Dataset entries
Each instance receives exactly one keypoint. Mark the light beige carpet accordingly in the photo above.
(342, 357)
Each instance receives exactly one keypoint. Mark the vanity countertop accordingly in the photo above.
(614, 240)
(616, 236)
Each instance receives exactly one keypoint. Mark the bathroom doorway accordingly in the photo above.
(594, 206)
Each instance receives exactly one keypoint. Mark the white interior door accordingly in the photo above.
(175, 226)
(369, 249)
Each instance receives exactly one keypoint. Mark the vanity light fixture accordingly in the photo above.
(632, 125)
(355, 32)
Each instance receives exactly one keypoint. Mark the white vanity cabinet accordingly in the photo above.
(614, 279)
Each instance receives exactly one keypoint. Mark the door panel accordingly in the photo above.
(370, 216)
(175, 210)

YOUR GOAL> Write out every entry once more, precisely as it stands.

SOLUTION>
Each instance receives exactly one keypoint. Mark the light beige carpet accordingly in the photo above.
(342, 357)
Each instance receives exactly one keypoint. Mark the vanity countertop accordingly in the photo above.
(614, 240)
(616, 236)
Each instance receives exactly one keypoint. Mark the bathroom doorway accordingly in the photo above.
(594, 206)
Each instance receives exactly one keypoint. Mark the white interior door accordingly in the photo above.
(175, 226)
(369, 249)
Each instance receives exactly one keypoint. Mark the vanity light fixture accordingly in the photo above.
(632, 125)
(355, 32)
Each instance receives exactly one keypoint. Mark the white vanity cabinet accordingly in the photo above.
(614, 279)
Each instance receives exactly one keypoint. Mark the door panel accordingly in the photo above.
(370, 216)
(175, 210)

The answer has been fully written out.